Exclude images, then output the remaining data verbatim.

┌─ DATA UNDER STUDY

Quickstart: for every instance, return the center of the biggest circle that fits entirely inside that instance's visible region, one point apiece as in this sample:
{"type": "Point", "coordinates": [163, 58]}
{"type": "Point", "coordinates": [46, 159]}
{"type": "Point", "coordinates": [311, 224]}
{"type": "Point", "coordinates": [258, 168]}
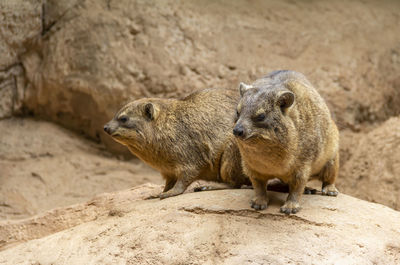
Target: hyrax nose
{"type": "Point", "coordinates": [107, 129]}
{"type": "Point", "coordinates": [238, 131]}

└─

▸ **THE ANSWER**
Quickstart: for every instance, return the center of the biggest circle that fits entirely inside that instance's visible region, one point apiece as in this sample:
{"type": "Point", "coordinates": [163, 58]}
{"type": "Point", "coordinates": [46, 159]}
{"type": "Point", "coordinates": [311, 224]}
{"type": "Point", "coordinates": [258, 168]}
Target: hyrax nose
{"type": "Point", "coordinates": [107, 129]}
{"type": "Point", "coordinates": [238, 131]}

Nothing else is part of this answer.